- _Stored records_
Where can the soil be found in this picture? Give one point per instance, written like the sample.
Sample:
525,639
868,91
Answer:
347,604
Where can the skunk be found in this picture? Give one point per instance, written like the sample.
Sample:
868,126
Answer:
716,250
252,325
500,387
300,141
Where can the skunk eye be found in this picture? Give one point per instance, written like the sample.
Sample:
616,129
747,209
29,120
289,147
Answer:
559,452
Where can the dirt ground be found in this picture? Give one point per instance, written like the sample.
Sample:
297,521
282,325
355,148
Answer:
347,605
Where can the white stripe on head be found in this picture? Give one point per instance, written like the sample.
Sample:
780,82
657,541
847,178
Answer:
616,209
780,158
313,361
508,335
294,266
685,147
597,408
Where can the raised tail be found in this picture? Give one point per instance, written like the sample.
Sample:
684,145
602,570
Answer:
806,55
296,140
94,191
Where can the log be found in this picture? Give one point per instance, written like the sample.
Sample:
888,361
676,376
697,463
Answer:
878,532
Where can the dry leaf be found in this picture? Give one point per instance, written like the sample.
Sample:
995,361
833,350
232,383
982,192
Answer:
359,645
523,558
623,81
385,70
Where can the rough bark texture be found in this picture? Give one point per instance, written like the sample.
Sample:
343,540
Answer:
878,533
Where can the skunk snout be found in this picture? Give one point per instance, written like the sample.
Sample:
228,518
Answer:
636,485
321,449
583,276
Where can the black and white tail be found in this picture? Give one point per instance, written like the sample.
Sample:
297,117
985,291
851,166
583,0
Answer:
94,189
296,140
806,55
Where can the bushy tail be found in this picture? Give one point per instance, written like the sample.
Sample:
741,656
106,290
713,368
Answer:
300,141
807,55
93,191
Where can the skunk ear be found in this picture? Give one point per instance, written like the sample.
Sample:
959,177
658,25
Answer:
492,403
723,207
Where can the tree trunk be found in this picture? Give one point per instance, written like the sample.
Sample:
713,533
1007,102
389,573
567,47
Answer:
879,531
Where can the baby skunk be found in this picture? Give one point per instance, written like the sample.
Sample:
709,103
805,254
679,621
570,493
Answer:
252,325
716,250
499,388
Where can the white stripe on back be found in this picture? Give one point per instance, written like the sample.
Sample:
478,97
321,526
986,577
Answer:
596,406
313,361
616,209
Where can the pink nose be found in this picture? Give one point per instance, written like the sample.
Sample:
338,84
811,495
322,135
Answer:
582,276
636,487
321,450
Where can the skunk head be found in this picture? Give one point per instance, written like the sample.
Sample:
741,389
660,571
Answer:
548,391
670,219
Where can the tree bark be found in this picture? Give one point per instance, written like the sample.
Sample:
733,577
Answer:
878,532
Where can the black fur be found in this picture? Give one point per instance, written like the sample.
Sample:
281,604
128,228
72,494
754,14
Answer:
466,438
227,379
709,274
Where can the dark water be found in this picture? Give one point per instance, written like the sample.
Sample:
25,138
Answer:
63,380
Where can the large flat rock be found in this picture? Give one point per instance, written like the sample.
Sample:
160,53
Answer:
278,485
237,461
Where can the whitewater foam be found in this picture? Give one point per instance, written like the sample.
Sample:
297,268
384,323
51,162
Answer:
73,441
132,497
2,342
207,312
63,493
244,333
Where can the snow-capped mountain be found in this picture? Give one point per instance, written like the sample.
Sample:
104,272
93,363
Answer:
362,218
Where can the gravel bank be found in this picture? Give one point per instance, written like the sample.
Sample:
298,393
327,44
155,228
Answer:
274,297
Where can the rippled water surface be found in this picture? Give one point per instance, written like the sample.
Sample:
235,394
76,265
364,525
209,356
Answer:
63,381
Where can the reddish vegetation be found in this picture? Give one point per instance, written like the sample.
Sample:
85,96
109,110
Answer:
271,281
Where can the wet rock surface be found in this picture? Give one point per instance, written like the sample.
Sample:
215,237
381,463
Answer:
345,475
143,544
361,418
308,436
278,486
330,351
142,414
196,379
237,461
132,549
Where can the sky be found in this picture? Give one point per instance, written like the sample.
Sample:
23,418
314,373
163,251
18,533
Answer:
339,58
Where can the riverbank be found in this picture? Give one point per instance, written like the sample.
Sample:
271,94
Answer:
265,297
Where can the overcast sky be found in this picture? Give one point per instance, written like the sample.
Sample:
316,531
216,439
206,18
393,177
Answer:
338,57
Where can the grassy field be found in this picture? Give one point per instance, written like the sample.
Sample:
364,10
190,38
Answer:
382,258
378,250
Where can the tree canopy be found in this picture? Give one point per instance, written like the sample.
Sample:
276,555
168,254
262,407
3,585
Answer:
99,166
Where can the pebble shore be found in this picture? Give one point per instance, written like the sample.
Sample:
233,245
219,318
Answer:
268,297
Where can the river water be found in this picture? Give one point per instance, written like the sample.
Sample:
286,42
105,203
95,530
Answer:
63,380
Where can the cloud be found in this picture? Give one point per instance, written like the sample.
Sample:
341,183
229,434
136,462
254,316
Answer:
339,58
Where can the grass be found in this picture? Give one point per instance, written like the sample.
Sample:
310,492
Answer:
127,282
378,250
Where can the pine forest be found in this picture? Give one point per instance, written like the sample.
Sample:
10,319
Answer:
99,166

- _Given problem_
Write out every entry again exactly, please, with nothing missing.

- _Full solution_
Where can the soil be found in this picture? Give one point per instance, written like the sample.
Sample:
525,639
868,91
Answer:
347,604
Where can the skunk be found in this picture? Give one point per instance, written like the sample.
Sample:
868,126
Answer:
716,250
252,325
500,387
300,141
Where can the skunk eye be found in this picture? Give one point per instance, written like the sample.
Sample:
616,129
747,209
29,120
289,147
Answer:
559,452
Where can the dirt ground be found in this picture? Give one point per instance, written like the sample.
Sample:
297,521
282,325
355,148
Answer:
347,605
Where can the white stripe on head be found in this picture? Give one point per instance, written like the sample.
Sample:
780,82
657,541
847,178
Answer:
616,209
780,158
313,361
508,335
294,266
685,147
597,408
Where can the raised tail be found in this picture? Give one point per instance, written like the sample.
Sample:
684,145
602,570
Answer:
806,55
296,140
94,191
Where can the log be found in this picture? Give one point per instance, written like the sample.
Sample:
888,361
676,376
697,463
Answer:
878,532
Where can the dry leaf be found in this picture? Give one point per instance, written like the sample.
Sample:
995,361
833,350
232,383
982,192
Answer:
359,645
523,558
623,81
385,70
Where can the rough bark texture be found in this picture? Give one point per instance, written like the sample.
Sample:
343,540
Answer:
878,533
Where can the skunk snout be found in this picture? Give one point per instance, written like the sample.
Sample:
228,518
Answer:
636,485
321,449
583,276
Where can the black and white tail be found in this picture? Give one point per instance, written like the sample.
Sample:
297,117
985,291
851,166
583,0
Answer:
94,189
296,140
806,55
Where can the bushy tail be found in this picture? Give one point per instance, written like the sample.
Sample:
741,656
106,290
713,368
Answer:
300,141
807,55
93,191
Where can the skunk ear be found in this picture? Give one point per instance, written like the sample.
Sample:
959,177
658,25
Answer:
492,403
723,207
Where can the tree trunk be found in this picture? Give one point per instance, written like the sample.
Sample:
713,533
1007,102
389,573
567,47
Answer:
879,531
Where can the baby skunk be found in this picture? Give one point per instance, written like the sample.
Sample:
709,103
805,254
679,621
570,493
Answer:
252,325
716,250
499,388
Where can the white stripe on back be found in this picture? Give one point per instance, written like the sample.
Sample:
478,97
321,526
986,577
Answer:
596,406
313,361
616,209
Where can the pink nose be found in this picture? Give one point per instance, written like the sample.
Sample:
338,84
811,495
322,135
Answer:
582,276
636,487
321,450
Where can the skunk head be found in this picture? Give one point per instance, written like the sample.
Sample:
741,389
660,571
Answer:
548,391
670,219
Where can the tree bark be found in this picture? Give one point per instance, written like the sample.
Sample:
733,577
Answer:
878,532
Where can the black fur be found in this picture? Give one point per instance, written like the sample.
Sample:
281,604
128,228
72,494
754,14
Answer:
466,438
227,379
709,274
Where can the dark water be found in this picture? Give one point per instance, written like the sample.
Sample:
25,138
Answer:
63,380
Where can the large flat rock be found in this picture? Give one point per instance, written like the sample.
Sample:
160,53
Answer:
278,485
237,461
Where can the whitewater foam be found in this picture? Give one point per instance, written like the sample.
Sample:
297,268
384,323
51,162
Answer:
73,441
132,497
2,342
207,312
63,493
244,333
Where can the snow-capped mountain be found in this picture? Give one point per instance, written like the sample.
Sample:
104,272
93,363
Answer:
362,218
Where can the gravel bank be found in this picture? Give one point per instance, written like the sample.
Sample:
298,393
327,44
155,228
Answer:
274,297
Where can the rippled water surface be found in this picture? Give one point per instance, written like the sample.
Sample:
235,394
76,265
364,525
209,356
Answer:
63,381
Where can the reddish vegetation be found in this picture? Give one point per instance, written like the sample.
Sample:
85,96
109,110
Answer:
271,281
Where can the wet rock surface be found in this picture? Give one point per instance, written like the sample.
Sample:
215,237
381,463
Answer:
345,475
143,544
361,418
308,436
278,486
330,351
142,414
196,379
237,461
132,549
Where can the sky be found in this picture? Give one point per instance, written like the sample.
Sample:
23,418
314,373
163,251
18,533
Answer:
339,58
Where can the riverbank be found in this picture? Give one point per instance, written like the sample.
Sample:
271,94
Answer:
265,297
Where can the overcast sky be found in this picture? Give one point per instance, written like the sample.
Sample:
316,531
216,439
206,18
393,177
Answer:
338,57
Where can the grassy field be found in this picture? Give one point per instance, written like the sample.
Sample:
364,10
190,38
Answer:
382,258
378,250
Where can the tree canopy be found in this picture? Give one point per instance, written like the sample.
Sample:
276,555
168,254
262,407
3,585
Answer:
99,166
Where can the pebble shore be found in this picture? Give one point per instance, written like the sample.
Sample:
233,245
219,318
Answer:
268,297
Where can the river water be found in this picture? Give one point per instance, written like the sample.
Sample:
286,42
105,203
95,530
Answer:
63,380
Where can the cloud be found in this picture? Give one point per instance, written like the sample.
Sample:
341,183
229,434
136,462
254,316
Answer:
339,58
Where can the grass be found in this picture? Give one point per instance, written like the sample.
Sample:
310,492
Answer:
127,282
378,250
Where can the pine forest be found in this picture? Give one point per instance, written like the sample.
Sample:
10,319
Answer:
99,166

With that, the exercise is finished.